**DATA EXTRACT**
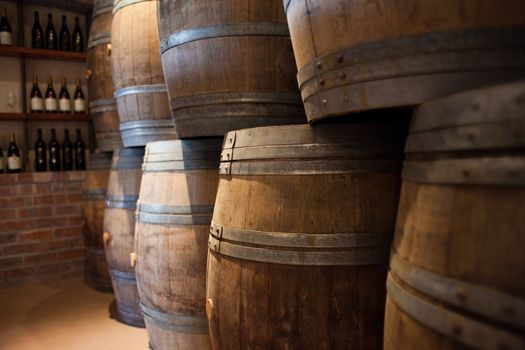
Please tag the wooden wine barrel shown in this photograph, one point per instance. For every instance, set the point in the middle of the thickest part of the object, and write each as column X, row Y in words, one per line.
column 300, row 238
column 102, row 105
column 172, row 240
column 228, row 65
column 456, row 272
column 140, row 91
column 360, row 55
column 119, row 230
column 96, row 272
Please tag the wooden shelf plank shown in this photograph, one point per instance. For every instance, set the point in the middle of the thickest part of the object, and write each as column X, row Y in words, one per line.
column 45, row 117
column 14, row 51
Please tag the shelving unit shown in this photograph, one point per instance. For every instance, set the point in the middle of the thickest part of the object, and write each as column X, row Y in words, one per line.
column 27, row 54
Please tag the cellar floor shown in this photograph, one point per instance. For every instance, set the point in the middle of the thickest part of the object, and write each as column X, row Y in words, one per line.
column 63, row 314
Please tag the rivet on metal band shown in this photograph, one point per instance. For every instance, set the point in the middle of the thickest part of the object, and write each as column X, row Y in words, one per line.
column 140, row 89
column 501, row 171
column 476, row 299
column 343, row 249
column 224, row 30
column 174, row 214
column 121, row 4
column 468, row 331
column 181, row 323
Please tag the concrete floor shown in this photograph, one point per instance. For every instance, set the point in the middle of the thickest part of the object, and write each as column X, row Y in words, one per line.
column 63, row 314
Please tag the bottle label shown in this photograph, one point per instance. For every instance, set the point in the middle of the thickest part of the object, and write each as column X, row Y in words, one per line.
column 51, row 104
column 80, row 105
column 6, row 38
column 14, row 163
column 37, row 104
column 64, row 105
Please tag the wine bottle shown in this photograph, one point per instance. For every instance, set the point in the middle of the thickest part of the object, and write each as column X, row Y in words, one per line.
column 14, row 164
column 78, row 39
column 51, row 34
column 67, row 152
column 54, row 152
column 80, row 153
column 6, row 34
column 37, row 103
column 1, row 161
column 80, row 102
column 64, row 39
column 40, row 153
column 51, row 97
column 64, row 101
column 37, row 34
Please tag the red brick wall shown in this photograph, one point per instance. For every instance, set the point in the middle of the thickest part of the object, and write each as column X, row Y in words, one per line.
column 40, row 226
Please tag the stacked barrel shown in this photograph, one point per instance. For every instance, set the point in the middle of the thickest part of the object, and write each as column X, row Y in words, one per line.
column 282, row 238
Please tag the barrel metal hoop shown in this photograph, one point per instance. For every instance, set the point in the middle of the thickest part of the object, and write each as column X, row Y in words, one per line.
column 102, row 105
column 124, row 3
column 447, row 43
column 123, row 275
column 274, row 247
column 102, row 10
column 234, row 98
column 99, row 39
column 224, row 30
column 140, row 89
column 452, row 324
column 502, row 171
column 122, row 201
column 176, row 322
column 91, row 194
column 474, row 298
column 174, row 214
column 309, row 166
column 487, row 135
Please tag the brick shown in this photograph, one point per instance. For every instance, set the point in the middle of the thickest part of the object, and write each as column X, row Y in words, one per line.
column 40, row 235
column 6, row 263
column 71, row 231
column 7, row 214
column 21, row 272
column 7, row 238
column 40, row 258
column 20, row 201
column 67, row 210
column 72, row 254
column 75, row 197
column 43, row 177
column 54, row 268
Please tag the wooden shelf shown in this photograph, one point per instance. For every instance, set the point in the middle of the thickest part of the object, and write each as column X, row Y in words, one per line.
column 45, row 117
column 15, row 51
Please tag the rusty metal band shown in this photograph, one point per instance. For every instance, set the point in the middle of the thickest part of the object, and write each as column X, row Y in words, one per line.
column 176, row 322
column 309, row 167
column 95, row 194
column 121, row 4
column 476, row 299
column 140, row 89
column 300, row 248
column 174, row 214
column 128, row 277
column 128, row 201
column 419, row 54
column 466, row 330
column 99, row 39
column 102, row 10
column 503, row 134
column 504, row 171
column 224, row 30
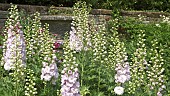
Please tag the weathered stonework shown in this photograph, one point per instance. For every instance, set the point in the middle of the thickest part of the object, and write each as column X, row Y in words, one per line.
column 60, row 22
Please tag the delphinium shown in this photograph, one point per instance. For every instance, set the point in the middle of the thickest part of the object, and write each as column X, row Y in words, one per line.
column 80, row 38
column 32, row 32
column 41, row 57
column 70, row 75
column 138, row 65
column 156, row 78
column 99, row 58
column 30, row 89
column 117, row 52
column 14, row 55
column 80, row 27
column 49, row 71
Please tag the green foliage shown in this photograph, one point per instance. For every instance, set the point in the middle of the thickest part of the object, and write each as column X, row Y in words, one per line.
column 130, row 27
column 158, row 5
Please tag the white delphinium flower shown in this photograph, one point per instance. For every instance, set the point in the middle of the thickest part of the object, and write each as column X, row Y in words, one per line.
column 14, row 42
column 49, row 70
column 30, row 89
column 138, row 65
column 119, row 59
column 70, row 76
column 75, row 42
column 119, row 90
column 155, row 69
column 80, row 36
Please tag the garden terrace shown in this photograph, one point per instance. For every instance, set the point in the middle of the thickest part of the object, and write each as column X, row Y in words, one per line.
column 59, row 18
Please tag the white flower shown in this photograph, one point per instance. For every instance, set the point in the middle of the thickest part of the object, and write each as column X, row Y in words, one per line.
column 119, row 90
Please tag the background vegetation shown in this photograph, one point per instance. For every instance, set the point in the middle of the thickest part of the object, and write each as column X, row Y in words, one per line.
column 159, row 5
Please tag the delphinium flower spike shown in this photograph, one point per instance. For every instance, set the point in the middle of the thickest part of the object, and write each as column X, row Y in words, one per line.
column 69, row 75
column 138, row 65
column 119, row 63
column 14, row 54
column 49, row 71
column 156, row 79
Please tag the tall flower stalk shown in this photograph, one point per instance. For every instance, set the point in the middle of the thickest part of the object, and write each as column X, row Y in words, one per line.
column 138, row 65
column 14, row 54
column 156, row 79
column 70, row 85
column 118, row 59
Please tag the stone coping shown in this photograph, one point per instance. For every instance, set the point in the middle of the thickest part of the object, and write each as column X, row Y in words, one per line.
column 143, row 13
column 45, row 9
column 56, row 17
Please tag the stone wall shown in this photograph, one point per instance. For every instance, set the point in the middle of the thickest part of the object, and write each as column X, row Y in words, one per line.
column 60, row 21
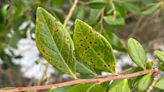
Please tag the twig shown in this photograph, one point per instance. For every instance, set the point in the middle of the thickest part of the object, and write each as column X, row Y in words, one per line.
column 94, row 80
column 43, row 75
column 70, row 13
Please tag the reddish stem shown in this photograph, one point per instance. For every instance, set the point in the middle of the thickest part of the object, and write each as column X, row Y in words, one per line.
column 96, row 80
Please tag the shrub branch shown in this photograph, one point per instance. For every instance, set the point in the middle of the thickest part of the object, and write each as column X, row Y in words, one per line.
column 93, row 80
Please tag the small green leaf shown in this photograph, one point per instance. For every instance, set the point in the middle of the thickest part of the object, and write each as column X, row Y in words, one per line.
column 160, row 83
column 159, row 55
column 144, row 82
column 114, row 21
column 137, row 52
column 152, row 7
column 114, row 40
column 119, row 86
column 134, row 9
column 54, row 42
column 96, row 4
column 93, row 48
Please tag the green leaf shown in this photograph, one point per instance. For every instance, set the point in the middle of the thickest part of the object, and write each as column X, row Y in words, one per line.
column 137, row 52
column 160, row 83
column 121, row 9
column 86, row 87
column 152, row 7
column 93, row 48
column 144, row 82
column 54, row 42
column 161, row 64
column 96, row 4
column 94, row 16
column 57, row 3
column 134, row 9
column 114, row 21
column 119, row 86
column 159, row 55
column 114, row 40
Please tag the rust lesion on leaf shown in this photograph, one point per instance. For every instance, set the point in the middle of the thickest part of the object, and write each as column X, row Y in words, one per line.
column 44, row 53
column 56, row 30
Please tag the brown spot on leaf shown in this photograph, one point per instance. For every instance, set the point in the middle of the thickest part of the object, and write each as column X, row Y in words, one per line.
column 56, row 30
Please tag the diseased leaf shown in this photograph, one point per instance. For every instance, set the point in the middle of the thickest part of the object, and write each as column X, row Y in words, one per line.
column 144, row 82
column 119, row 86
column 159, row 55
column 93, row 48
column 114, row 40
column 114, row 21
column 136, row 52
column 83, row 69
column 160, row 83
column 54, row 42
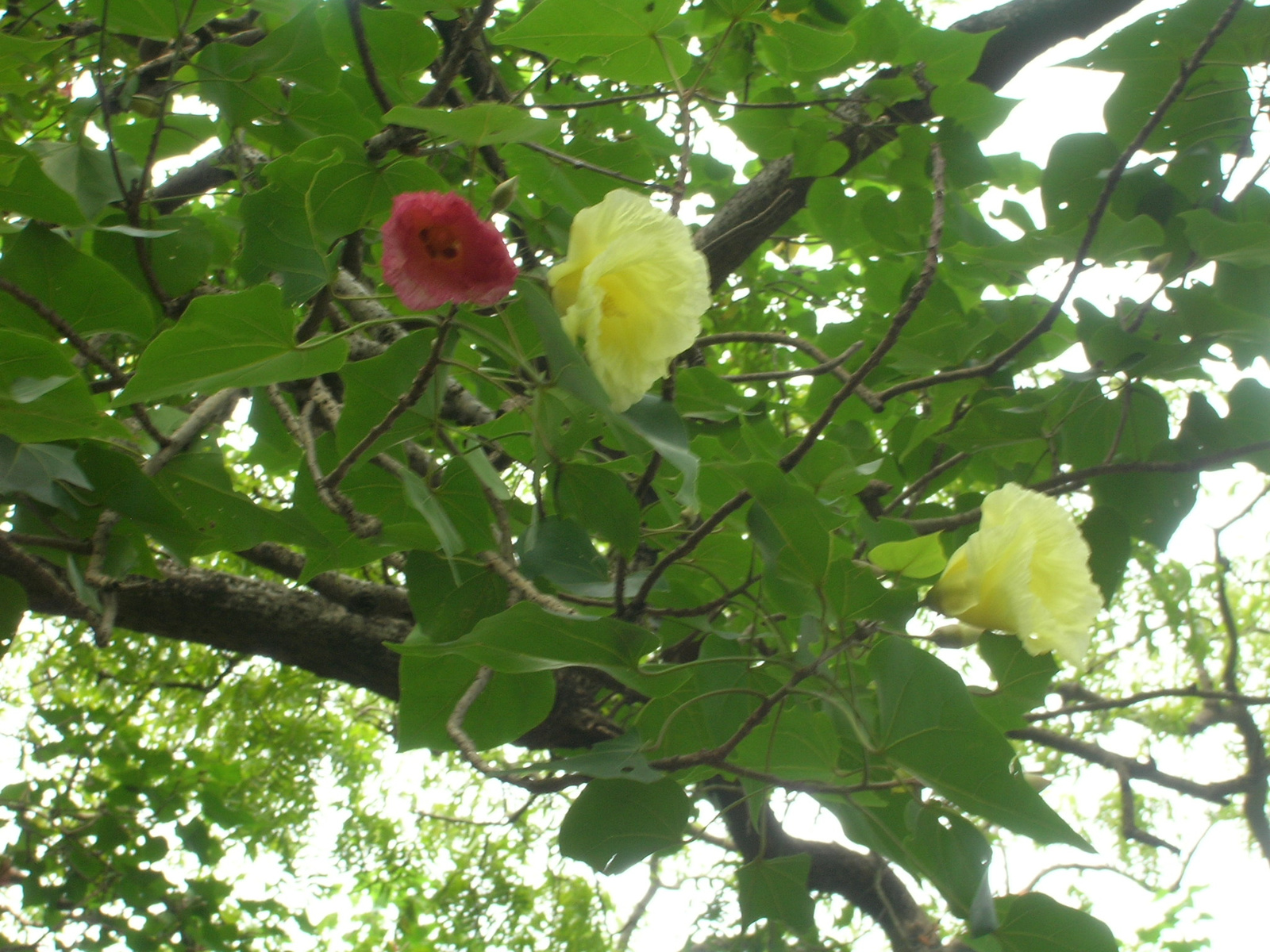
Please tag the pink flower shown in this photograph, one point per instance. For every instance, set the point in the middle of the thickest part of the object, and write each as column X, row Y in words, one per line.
column 436, row 251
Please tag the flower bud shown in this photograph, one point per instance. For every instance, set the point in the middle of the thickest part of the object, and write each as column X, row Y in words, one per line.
column 505, row 194
column 634, row 287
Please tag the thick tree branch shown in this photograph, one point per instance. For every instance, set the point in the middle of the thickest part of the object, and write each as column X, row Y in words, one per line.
column 772, row 198
column 1218, row 793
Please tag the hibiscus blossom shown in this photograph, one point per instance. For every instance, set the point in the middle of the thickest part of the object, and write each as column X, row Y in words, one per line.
column 437, row 251
column 1026, row 573
column 634, row 287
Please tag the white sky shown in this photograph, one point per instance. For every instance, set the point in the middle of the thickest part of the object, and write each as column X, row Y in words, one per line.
column 1057, row 102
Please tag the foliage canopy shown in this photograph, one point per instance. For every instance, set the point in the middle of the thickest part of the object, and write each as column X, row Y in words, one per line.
column 273, row 518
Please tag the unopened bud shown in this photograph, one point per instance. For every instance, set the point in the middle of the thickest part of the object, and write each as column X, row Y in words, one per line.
column 505, row 194
column 1037, row 781
column 956, row 635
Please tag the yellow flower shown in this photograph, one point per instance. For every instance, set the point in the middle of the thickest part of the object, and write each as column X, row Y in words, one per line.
column 634, row 287
column 1026, row 573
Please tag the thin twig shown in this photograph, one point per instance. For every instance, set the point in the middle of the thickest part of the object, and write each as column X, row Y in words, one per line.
column 1081, row 262
column 404, row 403
column 359, row 524
column 591, row 167
column 364, row 52
column 1218, row 793
column 827, row 367
column 526, row 588
column 468, row 748
column 64, row 328
column 791, row 460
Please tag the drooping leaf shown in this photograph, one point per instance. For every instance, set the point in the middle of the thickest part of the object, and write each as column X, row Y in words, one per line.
column 776, row 890
column 614, row 824
column 927, row 724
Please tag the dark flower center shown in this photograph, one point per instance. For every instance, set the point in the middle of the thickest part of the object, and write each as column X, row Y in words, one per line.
column 441, row 241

**AIM**
All lines from the line containing "Please tag the thin" through the end of the listing above are to be duplicated exactly; include both ends and nothing further.

**RESPONSE**
Please tag the thin twig shown in this photograph, one point per instance. For every instance, set the point in the middle of the thickest part of the object, and write each as column X, row Y in words, one per line.
column 1081, row 262
column 404, row 403
column 359, row 524
column 591, row 167
column 364, row 52
column 1218, row 793
column 827, row 367
column 526, row 588
column 468, row 748
column 64, row 328
column 791, row 460
Please tag the drooping leaf shown in this photograph, one point per instance. For every instance, set the point in the middle of the thickest part of the object, and write each as column X, row Y in words, one per line.
column 776, row 890
column 614, row 824
column 927, row 724
Please tag the dark flower center shown in this photograph, one point per instance. For every instance, set the point in the middle of the thickest part of the object, and write each as column X, row Y in words, one per line.
column 441, row 241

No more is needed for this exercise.